◆ **EXERCISE DIRECTIONS**
Set the records down again in full, with every word kept.
════
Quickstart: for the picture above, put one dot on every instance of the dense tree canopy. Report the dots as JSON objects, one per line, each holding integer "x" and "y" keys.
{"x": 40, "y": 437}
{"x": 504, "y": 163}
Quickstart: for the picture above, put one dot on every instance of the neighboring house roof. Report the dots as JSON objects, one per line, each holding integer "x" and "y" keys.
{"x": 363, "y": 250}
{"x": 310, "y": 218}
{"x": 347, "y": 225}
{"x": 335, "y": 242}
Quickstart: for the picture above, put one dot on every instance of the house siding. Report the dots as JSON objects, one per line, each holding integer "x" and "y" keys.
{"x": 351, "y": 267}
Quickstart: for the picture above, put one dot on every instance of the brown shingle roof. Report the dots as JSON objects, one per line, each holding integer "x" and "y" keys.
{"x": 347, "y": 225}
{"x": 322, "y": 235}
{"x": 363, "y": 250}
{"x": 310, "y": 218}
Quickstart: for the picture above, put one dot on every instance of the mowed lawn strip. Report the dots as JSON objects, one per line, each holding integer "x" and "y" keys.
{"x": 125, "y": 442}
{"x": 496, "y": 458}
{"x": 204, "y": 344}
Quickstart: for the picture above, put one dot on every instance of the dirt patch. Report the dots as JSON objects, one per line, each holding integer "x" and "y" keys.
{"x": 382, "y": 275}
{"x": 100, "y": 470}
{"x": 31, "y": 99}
════
◆ **EXERCISE ANSWER**
Quickstart: for the picture above, put one dot on every instance of the dense tree canopy. Report the dots as JSON objects, one per line, each holding integer "x" and "y" keys.
{"x": 40, "y": 437}
{"x": 504, "y": 163}
Quickstart: for the picture above, put one dot on every instance of the neighboring house roof. Report the dots as JSON objects, one per line, each holding integer "x" and "y" keys.
{"x": 363, "y": 250}
{"x": 310, "y": 218}
{"x": 347, "y": 225}
{"x": 335, "y": 242}
Quickstart: for the picture above, put one dot on every instance of the house siding. Report the dots as JSON objects, one per line, each holding integer "x" and "y" keys.
{"x": 351, "y": 267}
Quickstart: for the picture above, put one dot on every instance of the brown shingle roof. Report the dots as JSON objects, one per line, each holding integer "x" and "y" keys.
{"x": 347, "y": 225}
{"x": 322, "y": 235}
{"x": 363, "y": 250}
{"x": 310, "y": 218}
Quickstart: for the picture above, put one dot on every instance of the mowed lawn strip. Report the dots as JSON objects, one per line, each holding integer "x" and "y" keys.
{"x": 125, "y": 442}
{"x": 496, "y": 458}
{"x": 204, "y": 344}
Quickstart: for the picture above, put one dot on every instance of the dirt patch. Report the dots as JSON objects, one per line, each holding integer "x" and "y" keys.
{"x": 382, "y": 275}
{"x": 100, "y": 470}
{"x": 31, "y": 99}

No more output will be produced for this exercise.